▸ **EXERCISE INPUT**
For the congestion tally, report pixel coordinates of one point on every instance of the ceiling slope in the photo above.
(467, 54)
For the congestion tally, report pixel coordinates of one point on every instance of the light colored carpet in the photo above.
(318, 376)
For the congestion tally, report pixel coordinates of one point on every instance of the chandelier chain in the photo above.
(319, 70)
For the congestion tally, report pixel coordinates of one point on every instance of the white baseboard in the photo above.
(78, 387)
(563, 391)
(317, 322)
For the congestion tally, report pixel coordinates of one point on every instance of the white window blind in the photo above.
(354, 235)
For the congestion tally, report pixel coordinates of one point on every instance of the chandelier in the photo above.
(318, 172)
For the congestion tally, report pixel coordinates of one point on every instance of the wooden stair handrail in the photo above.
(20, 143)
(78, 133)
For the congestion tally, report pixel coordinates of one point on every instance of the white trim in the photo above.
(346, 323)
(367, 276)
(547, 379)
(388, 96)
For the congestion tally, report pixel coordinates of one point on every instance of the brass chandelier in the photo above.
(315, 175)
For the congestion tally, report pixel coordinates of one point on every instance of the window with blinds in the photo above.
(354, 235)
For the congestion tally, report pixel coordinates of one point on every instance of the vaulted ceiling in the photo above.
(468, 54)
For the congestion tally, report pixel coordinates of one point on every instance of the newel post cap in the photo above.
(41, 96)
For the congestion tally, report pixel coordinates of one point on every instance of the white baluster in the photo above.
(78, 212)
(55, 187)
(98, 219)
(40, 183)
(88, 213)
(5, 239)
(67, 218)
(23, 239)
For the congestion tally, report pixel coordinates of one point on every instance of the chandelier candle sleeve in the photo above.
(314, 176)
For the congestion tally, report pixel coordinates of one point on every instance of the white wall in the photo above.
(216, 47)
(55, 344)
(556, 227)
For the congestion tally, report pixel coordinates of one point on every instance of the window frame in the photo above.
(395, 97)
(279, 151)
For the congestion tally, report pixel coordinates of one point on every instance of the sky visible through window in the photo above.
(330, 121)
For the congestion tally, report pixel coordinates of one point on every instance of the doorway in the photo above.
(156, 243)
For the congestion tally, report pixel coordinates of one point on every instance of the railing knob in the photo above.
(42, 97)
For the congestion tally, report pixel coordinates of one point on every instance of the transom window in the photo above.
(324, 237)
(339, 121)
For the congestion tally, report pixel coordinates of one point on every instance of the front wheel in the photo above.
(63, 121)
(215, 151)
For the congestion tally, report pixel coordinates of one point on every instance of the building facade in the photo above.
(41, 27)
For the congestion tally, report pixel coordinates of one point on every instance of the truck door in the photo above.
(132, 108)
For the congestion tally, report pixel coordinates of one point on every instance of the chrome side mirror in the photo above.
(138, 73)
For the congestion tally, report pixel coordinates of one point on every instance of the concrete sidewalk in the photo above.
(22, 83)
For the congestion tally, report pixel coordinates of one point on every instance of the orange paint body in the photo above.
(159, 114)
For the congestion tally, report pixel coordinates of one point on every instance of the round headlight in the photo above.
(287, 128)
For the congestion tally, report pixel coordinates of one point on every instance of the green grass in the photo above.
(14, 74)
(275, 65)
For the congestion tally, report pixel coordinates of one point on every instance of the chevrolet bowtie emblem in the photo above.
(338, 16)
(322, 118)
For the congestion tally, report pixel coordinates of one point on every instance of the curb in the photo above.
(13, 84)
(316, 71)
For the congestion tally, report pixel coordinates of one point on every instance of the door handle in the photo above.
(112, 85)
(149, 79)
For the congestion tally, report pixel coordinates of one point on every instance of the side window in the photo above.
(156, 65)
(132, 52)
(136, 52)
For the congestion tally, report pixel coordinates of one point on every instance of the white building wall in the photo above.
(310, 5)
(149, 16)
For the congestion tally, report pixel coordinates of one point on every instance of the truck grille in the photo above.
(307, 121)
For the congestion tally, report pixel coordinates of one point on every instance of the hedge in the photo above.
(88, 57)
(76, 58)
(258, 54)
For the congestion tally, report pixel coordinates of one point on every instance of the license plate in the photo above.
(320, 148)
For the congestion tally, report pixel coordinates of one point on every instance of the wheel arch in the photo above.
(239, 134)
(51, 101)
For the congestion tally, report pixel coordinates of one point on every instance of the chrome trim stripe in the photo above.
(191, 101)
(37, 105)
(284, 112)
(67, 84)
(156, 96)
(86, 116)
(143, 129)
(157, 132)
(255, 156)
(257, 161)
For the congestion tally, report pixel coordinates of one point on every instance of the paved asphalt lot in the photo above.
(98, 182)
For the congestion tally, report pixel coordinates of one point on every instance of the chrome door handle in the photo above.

▸ **WORK INSTRUCTIONS**
Update the lines from the one containing "hedge in the photo above." through the final line by changing "congestion tally" to "traffic survey". Give only those lines, with nothing else altered.

▸ **TASK SOLUTION**
For the traffic survey, report pixel coordinates of one point on every instance of the hedge in the photo above.
(88, 57)
(76, 58)
(258, 54)
For the traffic survey, report pixel coordinates of one point on every instance of the license plate in the photo above.
(320, 148)
For the traffic survey, report pixel coordinates of one point on every instance of the wheel arch in the photo above.
(239, 134)
(51, 101)
For the traffic survey, report pixel coordinates of one point on every instance of the chrome trim stripe in the photo above.
(191, 101)
(37, 105)
(284, 112)
(67, 84)
(156, 96)
(86, 116)
(143, 129)
(157, 132)
(255, 156)
(257, 161)
For the traffic survey, report pixel coordinates of one point on every instance of the paved asphalt lot in the photo above.
(98, 182)
For the traffic survey, report pixel coordinates of one point on every instance of the chrome door handle in the photo above.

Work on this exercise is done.